## What is expected
Could you retype all of the records exactly, leaving out every picture?

Photo-based referring expression data:
────

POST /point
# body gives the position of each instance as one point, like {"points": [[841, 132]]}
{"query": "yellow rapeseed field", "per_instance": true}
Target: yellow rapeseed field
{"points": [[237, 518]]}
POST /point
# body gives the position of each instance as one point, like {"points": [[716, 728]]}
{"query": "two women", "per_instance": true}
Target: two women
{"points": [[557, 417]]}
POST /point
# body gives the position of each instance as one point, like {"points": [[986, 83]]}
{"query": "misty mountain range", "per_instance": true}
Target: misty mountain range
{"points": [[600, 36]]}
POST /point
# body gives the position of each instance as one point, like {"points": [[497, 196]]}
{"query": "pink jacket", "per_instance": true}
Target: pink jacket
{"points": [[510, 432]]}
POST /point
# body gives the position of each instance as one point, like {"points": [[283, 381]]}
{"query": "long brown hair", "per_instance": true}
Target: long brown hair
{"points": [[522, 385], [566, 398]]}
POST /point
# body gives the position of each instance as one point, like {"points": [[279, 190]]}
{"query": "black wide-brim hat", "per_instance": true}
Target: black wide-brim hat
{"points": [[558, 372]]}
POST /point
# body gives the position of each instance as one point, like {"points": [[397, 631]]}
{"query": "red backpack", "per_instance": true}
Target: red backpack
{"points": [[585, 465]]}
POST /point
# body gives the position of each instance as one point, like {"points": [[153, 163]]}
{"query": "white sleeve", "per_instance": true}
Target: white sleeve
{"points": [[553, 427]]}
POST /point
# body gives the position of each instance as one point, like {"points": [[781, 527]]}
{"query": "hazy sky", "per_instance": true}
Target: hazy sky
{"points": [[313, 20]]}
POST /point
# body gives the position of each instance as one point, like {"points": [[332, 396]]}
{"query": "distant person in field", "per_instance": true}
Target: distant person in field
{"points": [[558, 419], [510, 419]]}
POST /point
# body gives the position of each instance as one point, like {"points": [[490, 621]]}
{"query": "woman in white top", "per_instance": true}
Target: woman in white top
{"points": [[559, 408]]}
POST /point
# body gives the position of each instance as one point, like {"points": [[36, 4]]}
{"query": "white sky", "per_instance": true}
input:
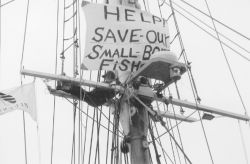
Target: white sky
{"points": [[211, 74]]}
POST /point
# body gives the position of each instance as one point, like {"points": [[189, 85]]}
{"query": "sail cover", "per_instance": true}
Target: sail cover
{"points": [[121, 38]]}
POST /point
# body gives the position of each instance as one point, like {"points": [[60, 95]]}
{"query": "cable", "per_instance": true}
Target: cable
{"points": [[243, 143], [227, 38], [228, 64], [216, 20], [54, 101], [2, 5], [210, 35], [21, 64]]}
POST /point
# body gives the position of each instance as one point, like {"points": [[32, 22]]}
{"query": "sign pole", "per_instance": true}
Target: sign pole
{"points": [[136, 124]]}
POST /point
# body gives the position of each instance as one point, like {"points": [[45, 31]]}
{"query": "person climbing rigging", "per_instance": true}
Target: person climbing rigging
{"points": [[95, 97]]}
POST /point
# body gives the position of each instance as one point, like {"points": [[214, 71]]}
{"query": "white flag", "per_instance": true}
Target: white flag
{"points": [[20, 98]]}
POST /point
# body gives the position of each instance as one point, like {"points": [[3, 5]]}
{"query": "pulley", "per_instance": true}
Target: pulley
{"points": [[124, 146]]}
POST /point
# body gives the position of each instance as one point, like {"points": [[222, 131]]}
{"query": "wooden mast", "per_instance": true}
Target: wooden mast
{"points": [[138, 124]]}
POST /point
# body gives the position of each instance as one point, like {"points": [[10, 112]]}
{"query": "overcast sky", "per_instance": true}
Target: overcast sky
{"points": [[212, 77]]}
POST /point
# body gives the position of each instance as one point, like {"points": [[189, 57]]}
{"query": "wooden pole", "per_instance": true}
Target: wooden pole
{"points": [[138, 124]]}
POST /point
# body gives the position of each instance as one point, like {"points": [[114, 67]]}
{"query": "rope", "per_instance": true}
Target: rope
{"points": [[228, 64], [108, 139], [153, 141], [54, 101], [86, 129], [21, 64], [243, 143], [237, 52], [91, 138], [227, 38], [193, 85], [73, 138], [216, 20], [171, 136], [2, 5]]}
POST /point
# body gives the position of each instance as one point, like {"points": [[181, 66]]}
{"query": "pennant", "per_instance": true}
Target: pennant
{"points": [[20, 98]]}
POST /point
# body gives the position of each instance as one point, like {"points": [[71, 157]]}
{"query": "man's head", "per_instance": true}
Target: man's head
{"points": [[109, 76]]}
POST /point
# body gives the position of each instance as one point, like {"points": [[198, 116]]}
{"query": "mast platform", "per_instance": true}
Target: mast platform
{"points": [[120, 89]]}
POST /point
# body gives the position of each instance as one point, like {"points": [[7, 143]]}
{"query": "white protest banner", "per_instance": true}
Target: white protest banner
{"points": [[20, 98], [121, 38]]}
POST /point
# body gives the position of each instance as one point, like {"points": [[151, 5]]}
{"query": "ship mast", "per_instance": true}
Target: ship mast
{"points": [[138, 128]]}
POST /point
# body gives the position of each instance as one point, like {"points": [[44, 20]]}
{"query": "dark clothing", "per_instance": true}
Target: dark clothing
{"points": [[96, 97]]}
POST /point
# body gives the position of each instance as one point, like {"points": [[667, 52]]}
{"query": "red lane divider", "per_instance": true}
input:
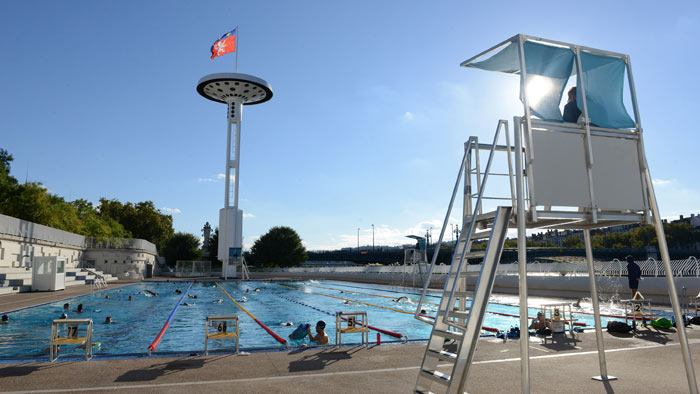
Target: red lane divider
{"points": [[154, 344], [272, 333]]}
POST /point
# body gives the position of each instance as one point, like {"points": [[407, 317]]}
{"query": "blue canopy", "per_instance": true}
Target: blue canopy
{"points": [[549, 67]]}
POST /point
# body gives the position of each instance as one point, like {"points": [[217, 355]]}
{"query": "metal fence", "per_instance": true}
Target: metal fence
{"points": [[192, 269]]}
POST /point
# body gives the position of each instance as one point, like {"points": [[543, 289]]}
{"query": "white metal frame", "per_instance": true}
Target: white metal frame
{"points": [[222, 330], [529, 215], [356, 323], [66, 332]]}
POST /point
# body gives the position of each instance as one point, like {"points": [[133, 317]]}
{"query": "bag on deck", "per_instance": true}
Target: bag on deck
{"points": [[617, 326], [662, 323]]}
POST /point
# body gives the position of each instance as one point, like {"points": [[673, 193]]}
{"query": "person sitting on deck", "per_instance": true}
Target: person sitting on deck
{"points": [[571, 111], [321, 336], [540, 322]]}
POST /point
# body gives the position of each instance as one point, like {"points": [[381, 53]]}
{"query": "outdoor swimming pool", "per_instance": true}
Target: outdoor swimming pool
{"points": [[138, 322]]}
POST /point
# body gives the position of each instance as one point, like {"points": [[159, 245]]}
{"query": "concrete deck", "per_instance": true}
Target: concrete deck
{"points": [[11, 302], [648, 362]]}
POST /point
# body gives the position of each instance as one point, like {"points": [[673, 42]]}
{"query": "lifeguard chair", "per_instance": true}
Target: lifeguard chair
{"points": [[219, 328], [70, 332], [581, 175], [355, 323]]}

────

## Result for this task
POST /point
# body gives the position of each instance as one point, like {"points": [[841, 132]]}
{"query": "yellow rapeseed field", "per_instance": true}
Target: yellow rapeseed field
{"points": [[237, 518]]}
POST /point
# body gives the position of each instance as one point, like {"points": [[716, 728]]}
{"query": "two women", "per_instance": true}
Target: two women
{"points": [[557, 417]]}
POST /point
# body gives the position of each instance as one point, like {"points": [[986, 83]]}
{"query": "misty mountain range", "per_instance": true}
Target: misty mountain range
{"points": [[600, 36]]}
POST /point
# body gives the position of each instance as one point, like {"points": [[497, 196]]}
{"query": "pink jacket", "per_instance": true}
Target: pink jacket
{"points": [[510, 432]]}
POST /point
# body gives the position of each instance as one point, like {"points": [[283, 381]]}
{"query": "long brown hair", "per_instance": true}
Target: long brown hair
{"points": [[522, 385], [566, 398]]}
POST /point
# body gives the position of each instance as one point, like {"points": [[279, 190]]}
{"query": "black wide-brim hat", "per_instance": true}
Target: black wide-brim hat
{"points": [[558, 372]]}
POST /point
# body gives the position of each instance as one point, like {"points": [[397, 631]]}
{"query": "red backpack", "per_instance": true}
Target: red backpack
{"points": [[585, 465]]}
POST /point
# body gives the position of each instance as one point, like {"points": [[153, 163]]}
{"query": "white sleeve", "per_instance": true}
Target: white sleeve
{"points": [[553, 427]]}
POST /point
# body gives the position of each instance as one point, like {"points": [[781, 527]]}
{"query": "hazy sky", "per_instance": true}
Target: hazy sky
{"points": [[313, 20]]}
POST /point
# body gives the position of each instance as one point, like {"points": [[332, 396]]}
{"query": "distant person in field", "per_instance": true}
Target: distant person in field
{"points": [[558, 419], [510, 419]]}
POST /point
# body gives the position of each instance as one point, like {"points": [[490, 621]]}
{"query": "woman in white top", "per_instance": true}
Target: woman in white top
{"points": [[559, 408]]}
POST /point
# body gives the position of each instance as one point, like {"points": [[36, 4]]}
{"query": "white sky", "per_instance": true}
input:
Target: white sky
{"points": [[211, 74]]}
POST /point
# body gives the position of each instance as one point, like {"points": [[189, 85]]}
{"query": "sail cover", "per_instance": true}
Target: sail cover
{"points": [[121, 38]]}
POST /point
# body gives the position of each instance as one point, like {"points": [[60, 95]]}
{"query": "cable", "per_instance": true}
Target: cable
{"points": [[243, 143], [227, 38], [228, 64], [216, 20], [54, 101], [2, 5], [210, 35], [21, 64]]}
POST /point
# body gives the position of each instance as one point, like {"points": [[32, 22]]}
{"query": "sign pole", "per_instance": true}
Target: sign pole
{"points": [[136, 124]]}
POST /point
# body gives the position of each instance as one point, like {"points": [[45, 31]]}
{"query": "person climbing rigging", "per_instance": true}
Target: person climbing rigging
{"points": [[95, 97]]}
POST /point
# body gives the position of each instance as one point, like {"points": [[214, 71]]}
{"query": "white flag", "per_instance": true}
Target: white flag
{"points": [[20, 98]]}
POST /point
# body gives the position of each instance as one point, like {"points": [[3, 5]]}
{"query": "pulley", "per_instance": true}
Target: pulley
{"points": [[124, 146]]}
POST /point
# body gives the position of each instance as one point, like {"points": [[222, 131]]}
{"query": "wooden mast", "per_instance": true}
Target: wooden mast
{"points": [[138, 124]]}
POST /point
# body gives the position of each instance as one point, like {"points": [[10, 112]]}
{"query": "overcast sky", "per_instance": true}
Target: overcast sky
{"points": [[212, 77]]}
POST /point
# body gives the position of each instance as one point, like {"points": [[189, 57]]}
{"query": "wooden pole", "per_instance": true}
Target: wooden pole
{"points": [[138, 124]]}
POST /point
# body gives the position of each instance as one point, like {"points": [[114, 67]]}
{"query": "rope", "per_instance": true}
Target: rope
{"points": [[228, 64], [108, 139], [153, 141], [54, 101], [86, 129], [21, 64], [243, 143], [237, 52], [91, 138], [227, 38], [193, 85], [73, 138], [216, 20], [171, 136], [2, 5]]}
POST /point
# body gives the position of each instance as one point, like {"points": [[181, 66]]}
{"query": "pennant", "per_instance": true}
Target: pennant
{"points": [[20, 98]]}
POST /point
# body gives the position of each instance as one point, like {"points": [[71, 157]]}
{"query": "man's head", "per_instance": true}
Target: man's head
{"points": [[109, 76]]}
POST /point
# body gives the position of each instance as one point, like {"points": [[198, 116]]}
{"query": "mast platform", "per_instance": true}
Target: mast platform
{"points": [[120, 89]]}
POST /point
# body gives the position of each instance as one point, like {"points": [[7, 143]]}
{"query": "white protest banner", "per_instance": true}
Target: white protest banner
{"points": [[20, 98], [121, 38]]}
POST /point
# body gives the position of each instance as one point, like {"points": [[151, 5]]}
{"query": "ship mast", "per_instance": true}
Target: ship mast
{"points": [[138, 128]]}
POST /point
# body gives the position of each instance as one point, like {"points": [[44, 20]]}
{"query": "dark clothing", "per_instance": true}
Target: dark clothing
{"points": [[96, 97]]}
POST /point
# body gives the position of each instance as one point, like {"points": [[667, 52]]}
{"query": "red lane divider", "per_instance": true}
input:
Target: red lane divider
{"points": [[154, 344], [272, 333]]}
POST /point
# body gives the position of each instance as one point, like {"points": [[407, 317]]}
{"query": "blue canopy", "per_instance": true}
Target: blue canopy
{"points": [[549, 67]]}
POST /point
# body gives the position of each instance as one point, like {"points": [[217, 355]]}
{"query": "metal fence", "per_instance": true}
Target: metal fence
{"points": [[192, 269]]}
POST /point
# body gives the position of each instance as one point, like {"points": [[543, 289]]}
{"query": "white metal frame", "per_instance": true}
Target: white metal frame
{"points": [[222, 330], [529, 215], [356, 323], [66, 332]]}
POST /point
# body gives the position of each instance as one point, like {"points": [[133, 317]]}
{"query": "bag on deck", "per_instance": true}
Target: bag on deck
{"points": [[617, 326], [662, 323]]}
POST /point
# body gives the position of each instance as one point, like {"points": [[673, 193]]}
{"query": "person sitting on deck", "per_instance": true}
Target: person sitting on deck
{"points": [[571, 111], [321, 336], [540, 322]]}
POST /point
# body gives the position of each instance as one point, like {"points": [[381, 53]]}
{"query": "outdoor swimming pool", "per_instance": true}
Target: outdoor swimming pool
{"points": [[138, 322]]}
POST /point
# body gives the position of each instance as one point, like {"points": [[159, 245]]}
{"query": "concrete deck", "per_instance": true}
Target: concrete deck
{"points": [[11, 302], [648, 362]]}
POST /point
# body gives the position of each instance as one point, like {"points": [[673, 42]]}
{"query": "lifeguard chair", "per_instance": true}
Target: lifeguard chair
{"points": [[219, 328], [70, 332], [581, 175], [355, 323]]}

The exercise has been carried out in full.